* BEGIN Entries provided *

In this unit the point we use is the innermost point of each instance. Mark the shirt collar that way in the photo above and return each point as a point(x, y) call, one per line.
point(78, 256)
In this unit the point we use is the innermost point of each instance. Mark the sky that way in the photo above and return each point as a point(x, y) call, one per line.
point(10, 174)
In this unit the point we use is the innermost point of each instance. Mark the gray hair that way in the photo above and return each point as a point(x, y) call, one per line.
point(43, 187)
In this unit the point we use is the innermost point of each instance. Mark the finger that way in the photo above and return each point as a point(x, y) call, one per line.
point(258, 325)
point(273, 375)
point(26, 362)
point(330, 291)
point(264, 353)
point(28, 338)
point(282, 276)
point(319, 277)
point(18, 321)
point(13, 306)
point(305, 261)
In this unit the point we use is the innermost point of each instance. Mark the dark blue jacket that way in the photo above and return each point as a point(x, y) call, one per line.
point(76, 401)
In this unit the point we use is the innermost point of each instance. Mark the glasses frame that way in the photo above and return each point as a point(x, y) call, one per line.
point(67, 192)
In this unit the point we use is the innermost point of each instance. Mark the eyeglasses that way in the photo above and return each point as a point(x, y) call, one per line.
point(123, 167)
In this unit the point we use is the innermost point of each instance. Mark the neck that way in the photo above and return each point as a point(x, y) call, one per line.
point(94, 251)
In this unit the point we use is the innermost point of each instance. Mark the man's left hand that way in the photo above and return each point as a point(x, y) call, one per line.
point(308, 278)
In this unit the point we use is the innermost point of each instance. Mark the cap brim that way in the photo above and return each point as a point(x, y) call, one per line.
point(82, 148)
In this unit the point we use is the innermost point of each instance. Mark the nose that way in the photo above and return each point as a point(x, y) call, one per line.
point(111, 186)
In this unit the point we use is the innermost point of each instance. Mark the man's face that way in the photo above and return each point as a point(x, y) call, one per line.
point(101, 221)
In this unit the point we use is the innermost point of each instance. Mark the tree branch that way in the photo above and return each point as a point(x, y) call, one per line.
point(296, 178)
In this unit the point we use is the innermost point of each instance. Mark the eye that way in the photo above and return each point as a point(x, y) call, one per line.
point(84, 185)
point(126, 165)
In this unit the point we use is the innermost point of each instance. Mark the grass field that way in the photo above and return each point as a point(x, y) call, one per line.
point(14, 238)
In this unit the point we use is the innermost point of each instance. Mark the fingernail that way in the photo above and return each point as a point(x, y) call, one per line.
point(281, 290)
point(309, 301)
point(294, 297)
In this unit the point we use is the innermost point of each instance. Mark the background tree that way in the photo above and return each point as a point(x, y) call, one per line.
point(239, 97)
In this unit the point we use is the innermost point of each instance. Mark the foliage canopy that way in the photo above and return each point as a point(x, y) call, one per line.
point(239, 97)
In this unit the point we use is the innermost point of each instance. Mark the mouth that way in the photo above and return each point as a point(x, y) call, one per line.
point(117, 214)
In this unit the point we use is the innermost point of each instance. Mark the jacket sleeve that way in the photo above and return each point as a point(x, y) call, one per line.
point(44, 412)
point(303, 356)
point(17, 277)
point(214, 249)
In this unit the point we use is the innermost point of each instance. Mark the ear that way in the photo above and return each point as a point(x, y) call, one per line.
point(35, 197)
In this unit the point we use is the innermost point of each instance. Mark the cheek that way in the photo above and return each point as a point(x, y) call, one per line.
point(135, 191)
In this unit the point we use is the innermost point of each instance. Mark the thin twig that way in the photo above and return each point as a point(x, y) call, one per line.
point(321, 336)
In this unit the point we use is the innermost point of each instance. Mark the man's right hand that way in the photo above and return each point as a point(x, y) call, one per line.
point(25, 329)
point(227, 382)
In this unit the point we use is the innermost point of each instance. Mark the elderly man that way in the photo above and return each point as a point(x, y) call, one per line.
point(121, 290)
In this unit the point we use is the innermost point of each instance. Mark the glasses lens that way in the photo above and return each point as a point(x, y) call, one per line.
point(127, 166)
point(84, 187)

* END Entries provided *
* BEGIN Entries provided *

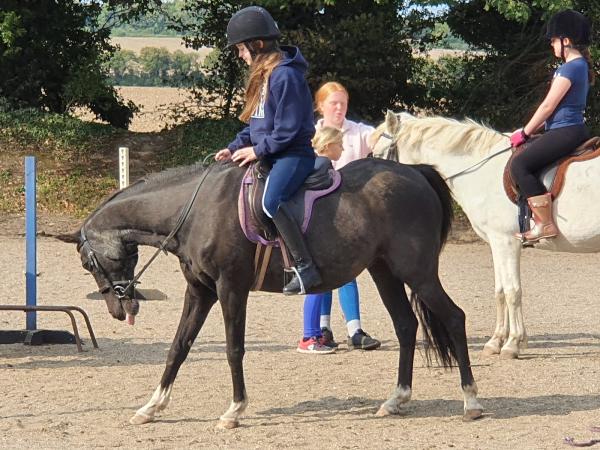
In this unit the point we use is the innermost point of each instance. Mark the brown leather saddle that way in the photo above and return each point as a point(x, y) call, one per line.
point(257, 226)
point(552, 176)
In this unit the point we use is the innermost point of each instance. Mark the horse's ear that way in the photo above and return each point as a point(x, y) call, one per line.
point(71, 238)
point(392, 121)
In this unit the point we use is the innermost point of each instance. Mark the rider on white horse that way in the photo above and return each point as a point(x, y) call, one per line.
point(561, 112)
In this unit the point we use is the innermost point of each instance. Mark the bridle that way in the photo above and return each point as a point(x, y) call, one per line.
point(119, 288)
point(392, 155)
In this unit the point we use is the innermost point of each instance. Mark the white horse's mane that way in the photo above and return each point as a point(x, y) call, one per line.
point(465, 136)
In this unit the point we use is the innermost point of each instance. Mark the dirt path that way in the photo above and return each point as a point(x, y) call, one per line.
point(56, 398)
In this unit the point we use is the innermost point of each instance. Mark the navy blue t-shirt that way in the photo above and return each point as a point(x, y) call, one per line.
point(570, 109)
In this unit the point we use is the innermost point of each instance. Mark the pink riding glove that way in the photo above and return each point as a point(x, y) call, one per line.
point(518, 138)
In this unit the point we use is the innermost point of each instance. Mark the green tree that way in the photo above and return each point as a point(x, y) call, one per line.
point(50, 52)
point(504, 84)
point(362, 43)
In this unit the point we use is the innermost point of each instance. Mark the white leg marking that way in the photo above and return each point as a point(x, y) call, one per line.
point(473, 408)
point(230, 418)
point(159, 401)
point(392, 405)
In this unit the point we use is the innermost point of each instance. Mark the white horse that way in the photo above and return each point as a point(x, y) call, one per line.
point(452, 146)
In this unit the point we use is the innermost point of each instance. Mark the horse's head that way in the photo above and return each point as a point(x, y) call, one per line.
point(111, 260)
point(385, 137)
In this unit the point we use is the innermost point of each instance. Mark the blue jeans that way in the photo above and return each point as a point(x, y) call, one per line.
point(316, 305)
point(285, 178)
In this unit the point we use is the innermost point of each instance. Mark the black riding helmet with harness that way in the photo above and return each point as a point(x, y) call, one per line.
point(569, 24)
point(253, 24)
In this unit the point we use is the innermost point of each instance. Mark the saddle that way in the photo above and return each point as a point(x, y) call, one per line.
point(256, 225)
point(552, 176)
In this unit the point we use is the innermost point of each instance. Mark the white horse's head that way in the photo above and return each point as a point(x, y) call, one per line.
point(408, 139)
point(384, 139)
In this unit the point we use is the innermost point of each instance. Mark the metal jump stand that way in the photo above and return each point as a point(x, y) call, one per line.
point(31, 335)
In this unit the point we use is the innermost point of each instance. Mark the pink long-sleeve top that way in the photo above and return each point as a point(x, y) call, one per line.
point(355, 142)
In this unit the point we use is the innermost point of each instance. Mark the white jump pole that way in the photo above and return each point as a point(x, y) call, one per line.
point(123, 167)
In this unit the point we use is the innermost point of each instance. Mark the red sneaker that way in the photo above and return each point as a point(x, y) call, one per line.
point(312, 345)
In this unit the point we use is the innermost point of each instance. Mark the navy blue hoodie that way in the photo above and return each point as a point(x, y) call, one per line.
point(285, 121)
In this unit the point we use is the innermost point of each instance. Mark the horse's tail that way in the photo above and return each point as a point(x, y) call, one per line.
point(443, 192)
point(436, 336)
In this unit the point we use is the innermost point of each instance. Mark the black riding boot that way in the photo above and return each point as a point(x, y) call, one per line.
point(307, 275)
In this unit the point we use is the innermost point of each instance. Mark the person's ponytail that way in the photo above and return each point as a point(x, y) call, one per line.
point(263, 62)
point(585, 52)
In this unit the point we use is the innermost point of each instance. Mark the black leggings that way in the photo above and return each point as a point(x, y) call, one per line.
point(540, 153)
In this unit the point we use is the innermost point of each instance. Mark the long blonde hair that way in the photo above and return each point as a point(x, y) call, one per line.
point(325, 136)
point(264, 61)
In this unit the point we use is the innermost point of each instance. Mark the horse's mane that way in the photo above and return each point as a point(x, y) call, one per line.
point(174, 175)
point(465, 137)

* END Entries provided *

Retype the lines exactly, starting at the line that contains "the eye that" and ending at the line that contains "point(35, 197)".

### Answer for the task
In this unit the point we use is the innermost point of each instance. Mark the eye that way in the photo above and return each point as a point(x, y) call, one per line.
point(84, 185)
point(126, 165)
In this unit the point we use is the innermost point of each instance. Mark the grass field that way in the photo above and return each point as a point(x, y) call, one per line.
point(14, 238)
In this unit the point we use is the innermost point of each instance. Mark the fingernail that way in the photo above and return each point as a point(x, y) call, one per line.
point(281, 290)
point(309, 301)
point(294, 297)
In this unit the point we use is the innermost point of each instance. Mark the background tree that way in the photo above and return each point as a point(x, y) call, one per line.
point(239, 97)
In this unit the point we use is the innermost point of each instance. Mark the foliage canopy that way in the photo above and return each point as a point(x, y) call, one per line.
point(239, 97)
In this unit the point we use is the innermost point of each instance. Mark the mouth that way in the photo above and return each point as a point(x, y) call, one per line.
point(117, 214)
In this unit the point we use is the innermost point of each instance. Mark the jacket sleeve that way in the photo above and return each point as a point(x, y) call, one per line.
point(44, 412)
point(303, 356)
point(17, 277)
point(214, 249)
In this unit the point we use is the innermost point of each instance. Mark the ear that way in the photo above and return each point as a point(x, y) call, one per line.
point(35, 197)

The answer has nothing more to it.